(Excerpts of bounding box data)
»»
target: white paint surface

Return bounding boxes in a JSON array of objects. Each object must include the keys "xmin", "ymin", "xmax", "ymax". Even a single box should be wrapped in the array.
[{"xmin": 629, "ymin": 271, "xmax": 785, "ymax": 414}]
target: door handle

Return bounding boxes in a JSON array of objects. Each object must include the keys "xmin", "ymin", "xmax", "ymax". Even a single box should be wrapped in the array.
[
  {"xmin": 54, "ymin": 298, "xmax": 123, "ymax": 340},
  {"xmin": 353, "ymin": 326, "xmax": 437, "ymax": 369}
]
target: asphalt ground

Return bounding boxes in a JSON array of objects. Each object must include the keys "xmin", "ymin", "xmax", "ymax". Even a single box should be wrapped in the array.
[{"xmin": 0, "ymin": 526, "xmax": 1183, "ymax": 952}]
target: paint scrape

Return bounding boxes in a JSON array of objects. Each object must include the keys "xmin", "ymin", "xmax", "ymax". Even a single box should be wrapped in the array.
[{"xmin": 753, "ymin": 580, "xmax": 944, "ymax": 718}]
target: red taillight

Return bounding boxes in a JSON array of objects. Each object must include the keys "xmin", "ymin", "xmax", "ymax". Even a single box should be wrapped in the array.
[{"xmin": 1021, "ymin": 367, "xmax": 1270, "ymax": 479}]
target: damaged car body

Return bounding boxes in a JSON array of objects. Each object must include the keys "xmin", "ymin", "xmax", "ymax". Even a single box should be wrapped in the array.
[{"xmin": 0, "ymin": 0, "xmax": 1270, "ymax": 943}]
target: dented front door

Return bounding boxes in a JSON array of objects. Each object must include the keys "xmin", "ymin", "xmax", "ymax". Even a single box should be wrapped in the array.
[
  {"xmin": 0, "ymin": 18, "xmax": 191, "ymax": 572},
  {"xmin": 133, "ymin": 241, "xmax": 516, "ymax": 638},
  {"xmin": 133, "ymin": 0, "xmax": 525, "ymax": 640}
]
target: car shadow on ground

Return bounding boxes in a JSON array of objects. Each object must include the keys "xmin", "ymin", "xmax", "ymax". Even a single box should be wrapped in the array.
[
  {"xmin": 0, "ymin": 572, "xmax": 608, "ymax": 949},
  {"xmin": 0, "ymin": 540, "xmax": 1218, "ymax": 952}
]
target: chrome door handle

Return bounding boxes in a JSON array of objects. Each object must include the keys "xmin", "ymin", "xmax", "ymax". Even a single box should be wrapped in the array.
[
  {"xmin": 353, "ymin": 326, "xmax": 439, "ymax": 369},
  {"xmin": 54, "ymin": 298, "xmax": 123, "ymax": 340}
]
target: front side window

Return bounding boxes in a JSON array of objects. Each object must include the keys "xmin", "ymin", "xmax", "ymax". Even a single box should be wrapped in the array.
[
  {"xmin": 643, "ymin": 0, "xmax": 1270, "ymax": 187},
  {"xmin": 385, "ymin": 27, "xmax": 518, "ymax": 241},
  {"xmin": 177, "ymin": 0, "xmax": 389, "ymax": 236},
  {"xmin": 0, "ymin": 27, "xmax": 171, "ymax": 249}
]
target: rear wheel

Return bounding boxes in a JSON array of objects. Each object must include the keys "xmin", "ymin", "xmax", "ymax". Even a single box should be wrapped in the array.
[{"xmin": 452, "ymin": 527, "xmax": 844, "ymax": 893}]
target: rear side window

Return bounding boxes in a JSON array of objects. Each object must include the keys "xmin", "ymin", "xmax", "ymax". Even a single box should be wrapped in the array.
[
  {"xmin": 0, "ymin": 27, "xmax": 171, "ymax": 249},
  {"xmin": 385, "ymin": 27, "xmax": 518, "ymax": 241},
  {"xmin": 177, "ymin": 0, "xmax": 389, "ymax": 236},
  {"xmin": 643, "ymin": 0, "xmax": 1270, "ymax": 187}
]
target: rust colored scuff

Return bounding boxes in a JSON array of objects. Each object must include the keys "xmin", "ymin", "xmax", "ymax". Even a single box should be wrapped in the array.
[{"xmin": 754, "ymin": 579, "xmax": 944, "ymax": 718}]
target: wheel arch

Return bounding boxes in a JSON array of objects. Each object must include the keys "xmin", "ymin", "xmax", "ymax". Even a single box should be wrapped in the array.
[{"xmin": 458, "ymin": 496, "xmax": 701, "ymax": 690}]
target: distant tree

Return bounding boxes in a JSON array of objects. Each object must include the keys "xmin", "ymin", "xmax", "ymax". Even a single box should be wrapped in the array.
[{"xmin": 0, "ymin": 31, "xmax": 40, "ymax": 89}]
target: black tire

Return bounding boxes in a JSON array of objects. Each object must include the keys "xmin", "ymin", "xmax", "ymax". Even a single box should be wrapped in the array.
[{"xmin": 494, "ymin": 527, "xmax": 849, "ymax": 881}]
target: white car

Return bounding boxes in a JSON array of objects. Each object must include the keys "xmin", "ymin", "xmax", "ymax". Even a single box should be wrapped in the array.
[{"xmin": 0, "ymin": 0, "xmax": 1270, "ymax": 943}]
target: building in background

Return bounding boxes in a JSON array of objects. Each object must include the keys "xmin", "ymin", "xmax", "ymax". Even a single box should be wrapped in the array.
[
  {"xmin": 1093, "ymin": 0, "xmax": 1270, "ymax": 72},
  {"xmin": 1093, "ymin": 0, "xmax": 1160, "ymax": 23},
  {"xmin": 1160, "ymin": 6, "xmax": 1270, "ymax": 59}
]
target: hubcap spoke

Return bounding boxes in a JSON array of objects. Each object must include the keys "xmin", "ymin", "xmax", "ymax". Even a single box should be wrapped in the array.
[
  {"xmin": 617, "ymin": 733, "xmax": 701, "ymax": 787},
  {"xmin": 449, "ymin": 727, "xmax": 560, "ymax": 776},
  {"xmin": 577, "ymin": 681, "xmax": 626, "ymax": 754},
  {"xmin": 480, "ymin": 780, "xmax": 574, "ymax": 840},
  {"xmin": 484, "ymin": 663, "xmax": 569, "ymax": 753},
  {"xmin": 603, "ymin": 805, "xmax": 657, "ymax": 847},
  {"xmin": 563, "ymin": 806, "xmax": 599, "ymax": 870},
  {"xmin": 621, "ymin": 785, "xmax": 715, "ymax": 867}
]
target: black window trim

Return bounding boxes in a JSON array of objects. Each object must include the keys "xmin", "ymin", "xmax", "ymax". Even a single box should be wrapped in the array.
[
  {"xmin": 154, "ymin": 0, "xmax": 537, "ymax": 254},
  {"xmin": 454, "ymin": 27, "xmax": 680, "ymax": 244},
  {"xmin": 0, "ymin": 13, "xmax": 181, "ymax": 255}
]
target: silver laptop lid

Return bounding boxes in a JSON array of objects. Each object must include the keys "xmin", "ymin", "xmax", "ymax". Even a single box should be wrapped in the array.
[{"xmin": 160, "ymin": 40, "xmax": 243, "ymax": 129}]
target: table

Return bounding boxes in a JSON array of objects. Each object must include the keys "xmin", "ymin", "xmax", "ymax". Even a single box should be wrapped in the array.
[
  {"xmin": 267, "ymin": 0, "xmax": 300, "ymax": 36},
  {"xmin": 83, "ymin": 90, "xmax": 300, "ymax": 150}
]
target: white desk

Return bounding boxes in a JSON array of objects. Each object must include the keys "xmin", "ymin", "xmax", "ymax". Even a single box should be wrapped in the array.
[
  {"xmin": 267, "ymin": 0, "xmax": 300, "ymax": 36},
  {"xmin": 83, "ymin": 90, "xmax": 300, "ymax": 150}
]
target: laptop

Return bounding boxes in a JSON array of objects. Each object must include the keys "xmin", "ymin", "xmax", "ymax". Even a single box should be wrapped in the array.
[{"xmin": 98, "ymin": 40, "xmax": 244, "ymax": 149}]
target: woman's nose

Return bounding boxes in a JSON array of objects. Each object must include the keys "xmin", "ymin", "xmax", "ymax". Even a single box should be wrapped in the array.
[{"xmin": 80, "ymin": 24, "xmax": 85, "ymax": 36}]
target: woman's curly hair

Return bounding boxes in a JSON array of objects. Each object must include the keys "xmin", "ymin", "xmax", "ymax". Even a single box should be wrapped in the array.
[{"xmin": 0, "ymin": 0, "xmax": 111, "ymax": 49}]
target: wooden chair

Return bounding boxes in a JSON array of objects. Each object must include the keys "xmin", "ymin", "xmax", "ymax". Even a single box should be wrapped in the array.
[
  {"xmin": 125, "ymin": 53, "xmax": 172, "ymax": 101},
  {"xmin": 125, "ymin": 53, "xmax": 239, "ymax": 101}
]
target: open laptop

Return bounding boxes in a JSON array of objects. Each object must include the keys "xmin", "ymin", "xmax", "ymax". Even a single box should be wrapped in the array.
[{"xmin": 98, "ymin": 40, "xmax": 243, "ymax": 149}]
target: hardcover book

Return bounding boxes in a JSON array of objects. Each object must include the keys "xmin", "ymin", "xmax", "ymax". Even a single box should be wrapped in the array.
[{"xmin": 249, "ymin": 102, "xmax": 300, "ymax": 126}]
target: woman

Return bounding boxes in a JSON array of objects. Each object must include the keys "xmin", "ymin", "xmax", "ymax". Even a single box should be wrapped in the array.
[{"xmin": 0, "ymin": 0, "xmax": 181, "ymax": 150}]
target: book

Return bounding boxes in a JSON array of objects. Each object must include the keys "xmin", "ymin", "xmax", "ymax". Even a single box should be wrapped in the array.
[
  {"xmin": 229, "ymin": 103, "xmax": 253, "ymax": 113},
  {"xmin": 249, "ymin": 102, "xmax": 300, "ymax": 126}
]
««
- _Aim of the task_: Please lay out the records, from the line containing "target: woman's curly hair" through the end of the records, as a Markdown table with the columns Row and Line, numbering each row and leaving out blank lines.

- _Reply_:
| Row | Line |
|---|---|
| 1 | target: woman's curly hair |
| 2 | Return bounding boxes in a JSON array of objects. Each object must include the keys "xmin", "ymin", "xmax", "ymax". Even a single box should be wrapped in the array. |
| 3 | [{"xmin": 0, "ymin": 0, "xmax": 111, "ymax": 49}] |
| 4 | target: wooden chair |
| 5 | Return bounding boxes in a JSON array of objects. Each object must include the keys "xmin", "ymin", "xmax", "ymax". Even a single box should be wrapped in the array. |
| 6 | [ |
| 7 |   {"xmin": 125, "ymin": 53, "xmax": 172, "ymax": 101}, |
| 8 |   {"xmin": 125, "ymin": 53, "xmax": 239, "ymax": 101} |
| 9 | ] |
| 10 | target: open laptop |
| 11 | Return bounding boxes in a JSON array of objects. Each object must include the keys "xmin", "ymin", "xmax", "ymax". Even a single box should be wrapped in the array. |
| 12 | [{"xmin": 98, "ymin": 40, "xmax": 243, "ymax": 149}] |
| 13 | target: hardcover book |
| 14 | Return bounding boxes in a JSON array of objects. Each object must include the keys "xmin", "ymin", "xmax", "ymax". Even a single box should be wrapped in the array. |
| 15 | [{"xmin": 249, "ymin": 102, "xmax": 300, "ymax": 126}] |
| 16 | target: woman |
| 17 | Return bounding boxes in a JSON array of objects. Each object must include the keys "xmin", "ymin", "xmax", "ymax". Even a single box should be wrapped in the array. |
| 18 | [{"xmin": 0, "ymin": 0, "xmax": 181, "ymax": 150}] |
| 19 | target: book |
| 20 | Return bounding boxes in a JSON array of objects. Each object must include the keys "xmin", "ymin", "xmax", "ymax". Even a single box should be wrapped in the array. |
| 21 | [ |
| 22 |   {"xmin": 229, "ymin": 103, "xmax": 253, "ymax": 113}, |
| 23 |   {"xmin": 249, "ymin": 102, "xmax": 300, "ymax": 126} |
| 24 | ] |